↓↓↓
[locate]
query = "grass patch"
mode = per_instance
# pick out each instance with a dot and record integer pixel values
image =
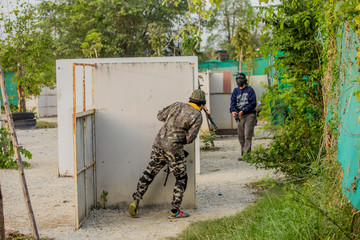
(286, 211)
(44, 124)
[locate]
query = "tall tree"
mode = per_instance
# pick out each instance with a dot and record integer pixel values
(27, 50)
(122, 26)
(222, 26)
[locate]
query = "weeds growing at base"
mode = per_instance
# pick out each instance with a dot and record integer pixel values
(285, 210)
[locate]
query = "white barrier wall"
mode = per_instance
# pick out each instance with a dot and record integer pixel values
(127, 94)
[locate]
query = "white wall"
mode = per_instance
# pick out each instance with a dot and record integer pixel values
(65, 128)
(220, 102)
(128, 97)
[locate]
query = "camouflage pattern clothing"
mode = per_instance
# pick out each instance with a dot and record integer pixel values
(182, 123)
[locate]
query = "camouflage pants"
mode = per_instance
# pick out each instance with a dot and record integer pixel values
(176, 164)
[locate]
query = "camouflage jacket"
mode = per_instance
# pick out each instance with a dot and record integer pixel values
(182, 124)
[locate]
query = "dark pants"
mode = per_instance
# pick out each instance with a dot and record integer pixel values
(245, 131)
(177, 167)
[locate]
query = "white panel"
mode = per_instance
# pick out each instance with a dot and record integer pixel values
(64, 79)
(128, 97)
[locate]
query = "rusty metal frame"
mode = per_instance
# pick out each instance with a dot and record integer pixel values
(82, 116)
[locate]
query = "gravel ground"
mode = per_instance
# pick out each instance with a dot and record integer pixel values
(221, 191)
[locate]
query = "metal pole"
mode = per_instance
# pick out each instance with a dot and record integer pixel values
(18, 156)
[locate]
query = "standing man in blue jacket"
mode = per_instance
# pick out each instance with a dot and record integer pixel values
(242, 108)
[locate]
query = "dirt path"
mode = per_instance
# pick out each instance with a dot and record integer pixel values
(221, 191)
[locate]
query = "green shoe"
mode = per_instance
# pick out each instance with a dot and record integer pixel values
(133, 208)
(179, 214)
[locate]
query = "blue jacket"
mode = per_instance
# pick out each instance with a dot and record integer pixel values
(243, 100)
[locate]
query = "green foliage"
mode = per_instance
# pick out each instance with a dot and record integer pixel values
(297, 86)
(113, 28)
(7, 158)
(207, 138)
(27, 45)
(285, 211)
(44, 124)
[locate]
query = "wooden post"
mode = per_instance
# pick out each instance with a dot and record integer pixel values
(2, 222)
(18, 156)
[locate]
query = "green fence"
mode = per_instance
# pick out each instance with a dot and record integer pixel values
(11, 89)
(349, 110)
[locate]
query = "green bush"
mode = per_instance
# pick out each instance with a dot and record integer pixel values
↑↑↑
• Exercise aim
From the first line to the last, give the data again exactly, but without pictures.

• Exercise result
[locate]
query = "grass patch"
mode = per_instance
# pick out each instance with a dot and record integer pixel values
image =
(286, 211)
(44, 124)
[locate]
query = "tall tree"
mode = per_instance
# pick out each instance with a dot and record integer pixel values
(27, 50)
(122, 26)
(222, 26)
[locate]
query = "weeds growing at base"
mode = per_instance
# pick out each instance with a dot and record integer pixel values
(285, 210)
[locate]
query = "white barrier wall"
mode = per_instance
# pick out each instance with a dot and record integer pixel values
(127, 94)
[locate]
query = "white wall"
mode = per_instance
# pick out each instance with a dot and record integer pixel values
(65, 128)
(220, 102)
(128, 97)
[locate]
query = "camouflage pattern clothing"
mode = per_instance
# pick out each instance with a dot and record integer pixel values
(182, 123)
[locate]
query = "camouflage pants"
mode = per_instance
# pick out each instance with a dot and record integer pixel values
(176, 164)
[locate]
query = "camouflage jacket"
mode = per_instance
# pick out each instance with a dot and record integer pixel values
(182, 124)
[locate]
query = "dark pants"
mode = per_instance
# pick out each instance with a dot and record integer pixel values
(245, 131)
(177, 167)
[locate]
query = "white panel"
mode = per_instance
# pick out each instance with a dot and record integer pixel values
(64, 79)
(128, 97)
[locate]
query = "rusty metal frame"
mode = per_instance
# pick out each instance with a dot and record integer pixel values
(82, 116)
[locate]
query = "gravel ground"
mode = per_instance
# pick out each instance with a dot and record integer pixel values
(221, 191)
[locate]
query = "metal pole"
mode = per_instance
# pick out each instance with a dot and record integer pixel values
(18, 156)
[locate]
query = "standing man in blue jacket"
mode = per_instance
# pick out each instance with a dot and record integer pixel values
(242, 108)
[locate]
query = "dirt path"
mode = per_instance
# pick out each instance with a dot and record integer pixel values
(221, 191)
[locate]
query = "green shoe"
mode = per_instance
# pick out each instance with a dot and record integer pixel values
(133, 208)
(179, 214)
[locate]
query = "blue jacket"
mode = per_instance
# pick out each instance with a dot and record integer pixel values
(243, 100)
[locate]
query = "green foliage"
mode = per_instance
# pick out each instance with a dot and record integer pixel values
(297, 86)
(113, 28)
(7, 158)
(207, 138)
(27, 45)
(285, 211)
(44, 124)
[locate]
query = "wooden post"
mode = per_instance
# pick out each instance with a dot and record integer pixel values
(2, 222)
(18, 156)
[locate]
query = "green fence"
mode = per_instance
# pick out each instance with a dot and record integer pixel values
(11, 89)
(349, 110)
[locate]
query = "green bush"
mode = per_instance
# pick out each instance with a dot and record integer pixel values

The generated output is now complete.